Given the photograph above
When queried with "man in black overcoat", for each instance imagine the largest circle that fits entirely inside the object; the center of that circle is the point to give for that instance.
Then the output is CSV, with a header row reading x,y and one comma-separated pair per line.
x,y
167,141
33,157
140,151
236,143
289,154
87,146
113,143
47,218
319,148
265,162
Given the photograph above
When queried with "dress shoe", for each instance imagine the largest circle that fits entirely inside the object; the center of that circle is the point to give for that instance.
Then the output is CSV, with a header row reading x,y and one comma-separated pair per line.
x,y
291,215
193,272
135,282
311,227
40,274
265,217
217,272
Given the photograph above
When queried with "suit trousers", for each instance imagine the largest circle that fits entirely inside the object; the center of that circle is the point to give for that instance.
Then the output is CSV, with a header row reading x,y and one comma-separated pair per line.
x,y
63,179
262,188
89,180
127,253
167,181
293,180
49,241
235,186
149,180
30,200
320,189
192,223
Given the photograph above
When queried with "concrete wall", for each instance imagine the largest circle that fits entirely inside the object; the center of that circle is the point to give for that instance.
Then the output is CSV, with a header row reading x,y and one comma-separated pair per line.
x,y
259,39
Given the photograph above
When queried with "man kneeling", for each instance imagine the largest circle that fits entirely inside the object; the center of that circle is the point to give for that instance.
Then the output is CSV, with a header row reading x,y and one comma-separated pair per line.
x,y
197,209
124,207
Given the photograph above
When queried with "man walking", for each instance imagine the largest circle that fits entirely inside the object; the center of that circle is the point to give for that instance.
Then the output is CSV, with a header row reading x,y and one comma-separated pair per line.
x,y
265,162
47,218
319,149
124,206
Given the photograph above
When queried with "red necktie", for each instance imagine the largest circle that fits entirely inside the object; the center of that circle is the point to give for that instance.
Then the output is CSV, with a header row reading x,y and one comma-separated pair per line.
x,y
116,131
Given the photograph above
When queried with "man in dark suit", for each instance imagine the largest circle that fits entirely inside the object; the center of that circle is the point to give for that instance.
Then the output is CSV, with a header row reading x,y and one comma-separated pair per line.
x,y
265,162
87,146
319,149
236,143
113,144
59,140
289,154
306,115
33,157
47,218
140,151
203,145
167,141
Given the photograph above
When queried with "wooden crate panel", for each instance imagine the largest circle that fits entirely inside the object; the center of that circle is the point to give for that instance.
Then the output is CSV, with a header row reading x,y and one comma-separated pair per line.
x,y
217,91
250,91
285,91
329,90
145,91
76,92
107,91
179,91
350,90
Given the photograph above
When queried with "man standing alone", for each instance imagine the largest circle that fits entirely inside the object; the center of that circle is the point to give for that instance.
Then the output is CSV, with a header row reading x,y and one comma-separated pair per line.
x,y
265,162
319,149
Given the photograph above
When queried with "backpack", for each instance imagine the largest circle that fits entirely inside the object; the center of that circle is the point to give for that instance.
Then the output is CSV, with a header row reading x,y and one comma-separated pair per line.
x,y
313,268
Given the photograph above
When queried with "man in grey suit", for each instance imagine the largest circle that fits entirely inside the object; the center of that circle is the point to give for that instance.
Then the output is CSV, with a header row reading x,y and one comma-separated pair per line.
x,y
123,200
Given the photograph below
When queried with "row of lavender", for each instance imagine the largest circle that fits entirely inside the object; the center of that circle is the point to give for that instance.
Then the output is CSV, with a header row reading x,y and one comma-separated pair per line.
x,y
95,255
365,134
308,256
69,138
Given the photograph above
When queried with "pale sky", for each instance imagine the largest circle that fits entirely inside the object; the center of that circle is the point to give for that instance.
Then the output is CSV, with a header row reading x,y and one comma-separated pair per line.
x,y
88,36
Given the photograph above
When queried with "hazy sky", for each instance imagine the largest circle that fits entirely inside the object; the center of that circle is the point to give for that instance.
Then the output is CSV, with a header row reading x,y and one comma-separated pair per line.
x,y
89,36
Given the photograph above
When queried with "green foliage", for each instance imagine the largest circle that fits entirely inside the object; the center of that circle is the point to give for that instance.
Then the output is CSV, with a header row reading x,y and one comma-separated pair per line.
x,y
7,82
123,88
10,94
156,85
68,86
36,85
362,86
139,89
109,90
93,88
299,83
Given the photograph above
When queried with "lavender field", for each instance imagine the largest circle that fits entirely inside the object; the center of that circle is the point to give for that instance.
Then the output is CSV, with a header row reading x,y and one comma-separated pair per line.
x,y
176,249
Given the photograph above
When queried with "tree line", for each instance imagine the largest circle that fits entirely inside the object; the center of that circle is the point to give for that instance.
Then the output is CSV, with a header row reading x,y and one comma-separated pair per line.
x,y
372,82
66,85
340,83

——————

HOW TO COMPLETE THIS TASK: Return every record above exactly, line by line.

SOLUTION TO THE EXERCISE:
Given the photograph above
When queried with "man in black overcoat", for each instance imagine the largest circle that fits entirely inside the object; the center of that circle is the point to give for that instance.
Then the output is CSV, with a header row reading x,y and one comma-separated pair per line.
x,y
167,141
33,157
140,151
236,143
289,154
87,146
113,143
47,218
319,148
265,162
Given the photograph above
When queried with "dress shoe", for each instance imagine the largest circle that fits entirely inside the object; the center of that circle is the point to give for that instance.
Then the output is CSV, with a header row reading x,y and one comma-separated pair per line.
x,y
291,215
193,272
135,282
311,227
40,274
265,217
217,272
Given the photograph above
When queried with "suit trousers", for each instance imagine the largest circle that fits entirely inside the object; the center of that circle is the point to give for that instance.
Then the output is CSV, with a header row reading x,y and one comma-separated pair per line.
x,y
63,179
262,188
89,180
127,253
167,181
293,180
49,241
235,186
149,180
30,200
320,189
192,223
Given the photograph above
When queried with "concrete wall", for each instance imagine the largest circle that fits entirely inside the object; the center of that circle is the point to give for that instance.
Then the output is CSV, with a header row reading x,y and one comma-separated pair per line.
x,y
259,39
Given the photograph above
When queried with "man kneeling", for each instance imagine the largest circle that fits entirely inside the object; the center of that circle is the point to give for that instance.
Then the output is CSV, with a header row reading x,y and one comma-separated pair per line.
x,y
197,209
124,207
Given the photograph above
When queried with "man walking", for each instance imagine the largest circle that fits entirely inside the object; the center of that circle is the point to give for that instance.
Then the output is CSV, with a header row reading x,y and one comma-separated pair per line.
x,y
265,162
47,218
319,149
124,206
Given the photograph above
When queried with "red necktie", for each instance imagine the largest circle that fits entirely inside the object; the center of that circle is the point to give for that instance.
Then the output is CSV, with a header row reading x,y and one comma-separated pair per line.
x,y
116,131
Given the photograph above
When queried with "man in dark suit", for each instance imagine the largest circle that fits entirely inside the object; the center of that circle is the point to give for that instance.
Then the output is CSV, with a header row reading x,y and one comma-separated pair per line.
x,y
265,162
87,146
319,149
236,143
113,144
59,140
289,154
306,115
33,157
47,218
140,151
203,145
167,141
Given the photograph above
When queried with "wooden crate panel", for each instance imagine the largest circle that fits entirely inside the object; the center of that circle is the point to give for that instance.
Then the output is CSV, with a header row reading x,y and one comma-separated pair per line.
x,y
217,91
250,91
285,91
329,90
145,91
76,92
107,91
179,91
350,90
Given the photograph above
When queried with "man standing alone", for each instance imagine the largest circle that fits entirely inside the object; the center of that circle is the point to give for that instance.
Then the output is CSV, with a header row reading x,y and one comma-separated pair per line.
x,y
265,162
319,149
Given the photograph above
When queried with "backpack", for each instance imagine the largest circle that fits entirely inside the object; the center of that circle is the point to give for that instance.
Then the output is CSV, with a header row reading x,y and one comma-separated pair per line.
x,y
313,268
Given the photograph above
When queried with "man in grey suit", for each instance imagine the largest circle that fits entirely inside the object; the center of that circle is the point to give for that instance.
Then the output is CSV, with a header row reading x,y and one comma-separated pair per line.
x,y
123,200
Given the photograph below
When queried with "row of lavender", for each instance imagine the largest circle that fits entirely inside the object; the center of that circle is the point to give for that instance.
Then the output is CSV, with a header row reading x,y and one comma-separated pair per line.
x,y
95,255
365,134
308,256
69,138
Given the photograph above
When queried with "pale sky", for each instance imagine the largest circle that fits entirely inside the object; the center of that circle is the point to give for that instance.
Then the output is CSV, with a header row reading x,y and one comma-separated pair per line.
x,y
88,36
Given the photograph above
When queried with "hazy sky", for each instance imagine the largest circle that fits entirely inside the object; the center of that circle is the point to give for that instance.
Then the output is CSV, with a header row reading x,y and one comma-separated pair per line.
x,y
89,36
Given the photograph above
When queried with "green foliage", for each instance imagine the largest circle that fits entirely inside the object; the center of that circle is the point to give for that instance.
Then the output is CSV, with a header row reading x,y and one comma-separated pair per line.
x,y
7,82
123,88
10,94
156,85
68,86
36,85
362,86
139,89
109,90
93,88
299,83
Given the photograph above
When queried with "lavender field", for each instance imagine the largest circle that fits entirely inside the object; the center of that circle is the point to give for that instance.
Then the output is CSV, with a header row reading x,y and one comma-separated pair per line.
x,y
176,249
Given the photograph above
When queried with "tree line", for each instance imagine the largest circle that fits entirely inside the object; the center of that circle is the point to give for that instance.
Then the output is CSV, with a header row reading x,y and one comma-separated pair per line.
x,y
372,82
66,85
340,83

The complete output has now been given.